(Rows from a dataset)
■ ■ ■
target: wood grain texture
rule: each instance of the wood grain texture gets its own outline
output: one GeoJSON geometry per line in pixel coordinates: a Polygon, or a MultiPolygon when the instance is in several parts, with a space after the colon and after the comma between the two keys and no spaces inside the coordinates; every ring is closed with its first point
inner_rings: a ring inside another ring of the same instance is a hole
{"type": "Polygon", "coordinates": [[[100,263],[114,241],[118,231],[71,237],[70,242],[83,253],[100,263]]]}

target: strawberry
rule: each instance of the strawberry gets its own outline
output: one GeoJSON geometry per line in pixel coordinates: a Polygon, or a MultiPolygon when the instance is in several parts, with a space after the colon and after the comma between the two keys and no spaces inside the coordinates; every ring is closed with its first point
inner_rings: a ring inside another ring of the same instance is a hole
■ ■ ■
◆ **GIVEN EXERCISE**: Please rewrite all of the records with "pixel coordinates" renamed to "image coordinates" and everything else left unchanged.

◆ **TASK RESULT**:
target: wood grain texture
rule: each instance of the wood grain texture gets its own outline
output: one GeoJSON geometry per line in image coordinates: a Polygon, or a MultiPolygon when the instance is in several parts, with a space after the colon and after the comma between the two keys and no spaces inside the coordinates; every ring is closed with its first point
inner_rings: a ring inside another ring of the same instance is a hole
{"type": "Polygon", "coordinates": [[[100,263],[114,241],[118,231],[71,237],[70,242],[83,253],[100,263]]]}

target: strawberry
rule: each instance of the strawberry gets its own outline
output: one GeoJSON geometry per line in image coordinates: a Polygon, or a MultiPolygon when the instance is in several parts, with a space after the colon and after the comma between the two keys and no spaces inside the coordinates; every ring is closed with its first point
inner_rings: a ring inside another ring of the same instance is a hole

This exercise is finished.